[Entries provided]:
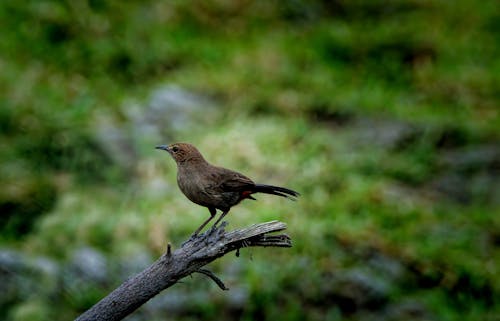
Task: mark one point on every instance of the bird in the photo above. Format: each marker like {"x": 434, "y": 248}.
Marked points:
{"x": 214, "y": 187}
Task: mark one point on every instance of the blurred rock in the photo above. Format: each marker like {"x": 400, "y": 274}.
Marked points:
{"x": 24, "y": 197}
{"x": 355, "y": 290}
{"x": 23, "y": 278}
{"x": 384, "y": 133}
{"x": 88, "y": 265}
{"x": 169, "y": 109}
{"x": 468, "y": 174}
{"x": 407, "y": 311}
{"x": 389, "y": 267}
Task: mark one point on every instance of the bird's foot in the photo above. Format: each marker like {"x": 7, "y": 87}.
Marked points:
{"x": 191, "y": 238}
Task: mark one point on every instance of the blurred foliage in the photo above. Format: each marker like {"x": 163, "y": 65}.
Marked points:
{"x": 383, "y": 114}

[Work to complete]: Rewrite all the records above, changing "blurred" to "out-of-focus" wherever it occurs and keeping everything else as it is. Leave the pictures out.

[Exercise solution]:
Task: mark one point on every instance of the bird in the photo above. Format: each marker like {"x": 434, "y": 248}.
Marked points:
{"x": 214, "y": 187}
Task: mark one point on every instance of the out-of-focus rock in the photo above. Format: each marker like {"x": 400, "y": 274}.
Marked points:
{"x": 24, "y": 197}
{"x": 355, "y": 290}
{"x": 23, "y": 278}
{"x": 384, "y": 133}
{"x": 88, "y": 265}
{"x": 169, "y": 109}
{"x": 468, "y": 174}
{"x": 407, "y": 311}
{"x": 389, "y": 267}
Task: mark one point on every instance of the bird's foot in the photo above. Format: each marker like {"x": 7, "y": 87}.
Marked points:
{"x": 191, "y": 238}
Task: mark one point on every instance of the out-of-focus foliage in the photo above. Format: each marker like {"x": 163, "y": 65}.
Marked points:
{"x": 383, "y": 114}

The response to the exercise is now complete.